* BEGIN *

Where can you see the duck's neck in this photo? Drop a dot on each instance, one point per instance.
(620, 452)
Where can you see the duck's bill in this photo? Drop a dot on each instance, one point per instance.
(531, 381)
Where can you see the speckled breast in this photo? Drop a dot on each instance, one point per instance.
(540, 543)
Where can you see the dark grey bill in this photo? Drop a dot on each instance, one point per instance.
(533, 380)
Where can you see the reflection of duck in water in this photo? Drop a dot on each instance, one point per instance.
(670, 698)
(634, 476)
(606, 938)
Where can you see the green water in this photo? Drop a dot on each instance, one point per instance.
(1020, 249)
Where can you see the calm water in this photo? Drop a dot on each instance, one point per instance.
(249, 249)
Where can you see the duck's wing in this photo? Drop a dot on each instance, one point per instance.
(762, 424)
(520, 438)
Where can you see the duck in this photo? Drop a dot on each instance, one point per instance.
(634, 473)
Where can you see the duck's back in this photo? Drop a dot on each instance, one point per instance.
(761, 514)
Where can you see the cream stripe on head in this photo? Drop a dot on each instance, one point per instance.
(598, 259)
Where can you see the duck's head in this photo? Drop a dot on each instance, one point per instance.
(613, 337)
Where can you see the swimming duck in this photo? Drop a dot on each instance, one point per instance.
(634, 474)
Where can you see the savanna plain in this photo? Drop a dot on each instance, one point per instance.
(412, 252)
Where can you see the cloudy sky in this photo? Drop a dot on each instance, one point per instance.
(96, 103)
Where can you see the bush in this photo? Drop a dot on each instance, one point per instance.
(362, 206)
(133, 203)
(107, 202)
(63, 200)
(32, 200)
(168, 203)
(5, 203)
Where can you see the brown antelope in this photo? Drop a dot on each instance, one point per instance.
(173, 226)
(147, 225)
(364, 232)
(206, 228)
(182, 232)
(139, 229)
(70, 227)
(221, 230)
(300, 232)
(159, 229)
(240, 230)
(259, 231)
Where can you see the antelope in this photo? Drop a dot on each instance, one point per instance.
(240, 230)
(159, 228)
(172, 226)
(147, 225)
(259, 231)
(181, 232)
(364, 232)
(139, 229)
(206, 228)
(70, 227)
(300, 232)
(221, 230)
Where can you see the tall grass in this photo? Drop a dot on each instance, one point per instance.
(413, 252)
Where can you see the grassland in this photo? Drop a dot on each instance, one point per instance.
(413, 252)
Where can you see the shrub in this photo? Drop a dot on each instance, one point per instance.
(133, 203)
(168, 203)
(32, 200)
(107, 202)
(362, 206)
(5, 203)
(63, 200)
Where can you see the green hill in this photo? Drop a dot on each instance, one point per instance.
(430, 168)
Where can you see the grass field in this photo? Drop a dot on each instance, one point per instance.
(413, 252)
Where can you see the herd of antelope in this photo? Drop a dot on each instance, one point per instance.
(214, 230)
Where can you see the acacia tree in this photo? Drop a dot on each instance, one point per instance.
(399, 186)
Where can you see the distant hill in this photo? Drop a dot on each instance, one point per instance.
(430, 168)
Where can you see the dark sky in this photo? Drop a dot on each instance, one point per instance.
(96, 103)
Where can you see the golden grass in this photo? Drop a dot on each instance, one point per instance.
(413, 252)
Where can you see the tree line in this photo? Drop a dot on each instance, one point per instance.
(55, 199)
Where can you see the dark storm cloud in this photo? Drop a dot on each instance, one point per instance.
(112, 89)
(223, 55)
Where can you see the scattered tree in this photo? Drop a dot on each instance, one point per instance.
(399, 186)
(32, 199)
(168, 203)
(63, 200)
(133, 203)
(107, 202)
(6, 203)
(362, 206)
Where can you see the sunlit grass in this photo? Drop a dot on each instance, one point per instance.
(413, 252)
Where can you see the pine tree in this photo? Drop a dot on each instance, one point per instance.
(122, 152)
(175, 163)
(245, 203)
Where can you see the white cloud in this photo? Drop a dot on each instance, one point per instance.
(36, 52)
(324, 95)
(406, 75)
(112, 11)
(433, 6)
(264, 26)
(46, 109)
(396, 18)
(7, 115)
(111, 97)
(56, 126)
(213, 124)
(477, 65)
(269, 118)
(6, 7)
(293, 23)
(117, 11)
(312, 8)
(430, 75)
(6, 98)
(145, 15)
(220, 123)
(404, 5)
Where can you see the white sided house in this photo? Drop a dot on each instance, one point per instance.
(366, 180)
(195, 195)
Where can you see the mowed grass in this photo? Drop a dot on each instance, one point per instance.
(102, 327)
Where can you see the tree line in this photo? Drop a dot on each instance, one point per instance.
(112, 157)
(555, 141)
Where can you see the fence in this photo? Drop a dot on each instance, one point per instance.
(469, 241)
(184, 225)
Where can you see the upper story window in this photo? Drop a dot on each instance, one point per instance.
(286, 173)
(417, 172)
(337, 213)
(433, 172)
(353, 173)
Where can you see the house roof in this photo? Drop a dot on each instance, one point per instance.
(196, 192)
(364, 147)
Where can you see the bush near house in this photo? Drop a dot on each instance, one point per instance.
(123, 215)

* END *

**Work to complete:** Your task is to quote the listing above word for word.

**Reply:**
Where can you see the duck's neck in this photo? Drop a dot on each instance, one point per instance.
(620, 452)
Where can you see the duck's bill in this photo? Drop a dot on each instance, one point per instance.
(531, 381)
Where can you see the speckled breast in this photo? Drop a dot on each instance, one point per instance.
(540, 543)
Where can you see the dark grey bill in this photo? Drop a dot on each instance, one point per instance.
(533, 380)
Where can you see the reflection of duck in water in this photo? Drop a dot on each instance, one point per instance.
(670, 698)
(634, 476)
(606, 938)
Where can you see the green water in this photo? Drop a dot on each instance, one point per instance.
(1020, 249)
Where can you see the calm water in this photo? Drop a dot on each instance, one point per instance.
(249, 249)
Where can you see the duck's wing in this photo? Drop a dot on each instance, one point per instance.
(762, 424)
(520, 438)
Where can you see the duck in this photo? Drop a dot on each instance, one point per instance.
(634, 473)
Where can you see the duck's back in this photo? Drop a dot on each instance, one point per instance.
(761, 514)
Where can you see the cream stripe on head in this photo? Drop a dot on each instance, one point per instance.
(598, 259)
Where can you see the duck's head in this photo? Drop a dot on each instance, one point per instance.
(613, 337)
Where can you see the swimming duck in this photo? Drop a dot on each instance, one point per instance.
(634, 474)
Where can you see the savanna plain in this photo? Drop a dot on each instance, one point per instance.
(412, 252)
Where can you see the cloudy sky in this photo? Drop a dot on each instance, one point per instance.
(96, 103)
Where can you see the bush in this photo? Drop a dot on each instance, one point per instance.
(362, 206)
(133, 203)
(107, 202)
(63, 200)
(32, 200)
(168, 203)
(5, 203)
Where can you see the brown antelope in this photo? Drop a dot on each instance, one point per instance.
(173, 226)
(147, 225)
(364, 232)
(206, 228)
(182, 232)
(139, 229)
(70, 227)
(221, 230)
(300, 232)
(159, 229)
(240, 230)
(259, 231)
Where can you see the antelope in this photo? Drop a dot on each instance, one point per instance.
(240, 230)
(159, 228)
(172, 226)
(147, 225)
(259, 231)
(181, 232)
(364, 232)
(139, 229)
(206, 228)
(70, 227)
(300, 232)
(221, 230)
Where can you see the tall grass in this photo? Drop a dot on each instance, one point per instance.
(413, 252)
Where can you see the grassland in this photo? Drop a dot on each instance, one point per instance.
(413, 252)
Where can you see the shrub in this photo? Drop a dot on each instance, one point per instance.
(133, 203)
(168, 203)
(32, 200)
(107, 202)
(362, 206)
(5, 203)
(63, 200)
Where can you see the green hill in this photo? Drop a dot on each instance, one point per instance.
(430, 168)
Where can you see the grass field in this photo? Drop a dot on each instance, one point per instance.
(413, 252)
Where can you see the herd of antelope in this photo? Drop a dot on each instance, one point per instance.
(214, 230)
Where can you see the acacia tree in this photo? Drop a dot on each instance, one point per instance.
(399, 186)
Where can you see the distant hill in this photo? Drop a dot on each instance, one point per instance.
(430, 168)
Where can you see the dark sky in this photo? Drop a dot on each instance, one point per instance.
(96, 103)
Where can you see the golden grass in this photo? Drop a dot on each instance, one point per instance.
(413, 252)
Where can you see the tree line in this photo? Drop a dot on each instance, one point per instance.
(55, 199)
Where can you see the dark storm cloud in this photo? Drop a dot on each instance, one point per instance.
(112, 89)
(223, 55)
Where can you see the scattered tree in this photo? Drop a dot on each instance, one point per instance.
(399, 186)
(32, 199)
(168, 203)
(63, 200)
(133, 203)
(107, 202)
(6, 203)
(362, 206)
Where can you see the sunlit grass in this photo? Drop a dot on each instance, one point per instance.
(413, 252)
Where can you see the pine tree in this photo? Drop a dot on each instance, one point per instance.
(122, 152)
(175, 163)
(245, 203)
Where can you see the white cloud in this photo? Drop a dot on each instance, one point per instance.
(36, 52)
(324, 95)
(406, 75)
(112, 11)
(433, 6)
(264, 26)
(46, 109)
(396, 18)
(7, 115)
(111, 97)
(56, 126)
(213, 124)
(477, 65)
(269, 118)
(6, 7)
(293, 23)
(117, 11)
(312, 8)
(430, 75)
(6, 98)
(145, 15)
(220, 123)
(404, 5)
Where can you see the white sided house in this photo? Drop a dot on each instance, one point per instance.
(366, 180)
(195, 195)
Where can you see the mowed grass in this photo? Drop a dot on each instance, one point per instance.
(102, 327)
Where can you see the tree line in this photo? Drop a dot on each instance, one point per instance.
(112, 157)
(555, 141)
Where can you see the fence in this photo? Drop a dot on each instance, one point per instance.
(469, 241)
(184, 225)
Where can you see the upper story window in this photo? Drop a dot on each instance, one point per instance.
(286, 173)
(417, 172)
(337, 213)
(433, 172)
(353, 173)
Where can you see the house roof in this photo? Drop a dot on each instance, one point per instance.
(196, 192)
(364, 147)
Where can you see the bush near house in this photo? Drop a dot on each instance, one point per instance.
(123, 215)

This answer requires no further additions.